Johannes Martin Kränzle (Grjaznoj) Olga Peretyatko (Marfa) Acte IV © Teatro alla Scala
Johannes Martin Kränzle (Grjaznoj) Olga Peretyatko (Marfa) Acte IV © Teatro alla Scala

Cette opposition image/réel, sur laquelle est fondée toute la construction de mise en scène, finit par devenir insupportable, notamment quand toute cette machinerie détruit une banale histoire d’amour d’une banale famille, honorée du choix du tsar, qui détruit l’autre projet de mariage, qui détruit la proie pour prendre l’ombre.
Tcherniakov fait de cette histoire assez conventionnelle écrite pour satisfaire les amoureux du style italien une tragédie moderne dans un monde perverti. C’est une production forte, intelligente, complexe qui nous est présentée ici, et qui a évidemment provoqué dans le public de la première à la Scala les habituelles huées des 10 ou 12 irréductibles fossiles, mais qui n’aurait pas cette force sans la réalisation musicale impressionnante, dans la fosse comme sur le plateau d’une équipe cohérente et emportée, animée par le travail magnifique de Daniel Barenboim, qui signe là un très grand moment d’opéra.

**CONSIGNE:**
Donnez la suite de la critique de la production de Tcherniakov à la Scala, en commençant juste après sa dernière phrase.

**CONTENU DES DONNÉES:**
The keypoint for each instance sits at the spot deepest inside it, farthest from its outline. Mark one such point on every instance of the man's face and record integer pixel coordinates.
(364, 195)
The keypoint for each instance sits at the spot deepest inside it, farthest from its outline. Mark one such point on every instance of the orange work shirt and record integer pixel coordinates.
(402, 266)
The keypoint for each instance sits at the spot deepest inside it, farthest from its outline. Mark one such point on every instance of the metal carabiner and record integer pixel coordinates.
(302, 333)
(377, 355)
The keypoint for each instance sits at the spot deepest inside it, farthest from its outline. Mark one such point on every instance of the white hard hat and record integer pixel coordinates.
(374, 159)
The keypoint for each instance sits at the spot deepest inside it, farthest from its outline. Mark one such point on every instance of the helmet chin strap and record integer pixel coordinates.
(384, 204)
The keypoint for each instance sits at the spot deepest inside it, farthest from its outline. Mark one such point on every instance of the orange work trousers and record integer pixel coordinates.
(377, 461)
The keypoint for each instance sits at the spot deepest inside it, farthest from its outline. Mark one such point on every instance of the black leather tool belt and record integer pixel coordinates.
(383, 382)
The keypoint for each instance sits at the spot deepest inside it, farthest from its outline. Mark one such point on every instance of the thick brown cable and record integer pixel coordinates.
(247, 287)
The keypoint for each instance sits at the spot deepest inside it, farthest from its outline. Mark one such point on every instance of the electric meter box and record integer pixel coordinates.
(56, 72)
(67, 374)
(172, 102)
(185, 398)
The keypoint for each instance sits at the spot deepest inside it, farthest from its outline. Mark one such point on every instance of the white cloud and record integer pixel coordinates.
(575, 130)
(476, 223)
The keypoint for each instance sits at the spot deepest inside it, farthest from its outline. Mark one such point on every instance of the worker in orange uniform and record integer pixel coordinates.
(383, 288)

**RÉPONSE:**
Une direction musicale somptueuse

Il dirige cette œuvre sans complaisance envers ce qui la rend populaire à savoir le côté russe dans ce qu’il pourrait avoir de pittoresque, mais au contraire en en soulignant les aspérités, le drame. C’est une approche dynamique, d’une grande clarté instrumentale : la harpe à un moment surprend par sa violence, – je dis bien, violence-, et où domine  très grande énergie, sans qu’on puisse identifier une direction germanique comme on l’a écrit. Une fois de plus, Barenboim nous saisit de surprise, dans un répertoire qu’il aborde peu (rappelons néanmoins  que son Eugène Onéguine à Salzbourg en 2007 était déjà notable) et signe là (autant qu’avec ses récents Ring) l’un de ses meilleurs moments ces dernières années.
Ce travail est d’autant plus remarquable qu’il tient compte de la mise en scène, en l’accompagnant, qu’il reste très attentif aux chanteurs, et que cette cohérence d’ensemble rend le spectacle passionnant dans sa totalité.

Une distribution convaincante et totalement engagée

Il est évidemment aidé par un chœur souvent élégiaque, bien préparé (Bruno Casoni) et par un plateau visiblement convaincu par le travail de Tcherniakov, tant il est vrai que chaque rôle est vraiment incarné : à commencer l’ensemble des rôles plus secondaires (notamment la Petrovna de Carola Höhn) et surtout par les deux vétérans du plateau, Anna Tomowa-Sintow et Anatoli Kotscherga.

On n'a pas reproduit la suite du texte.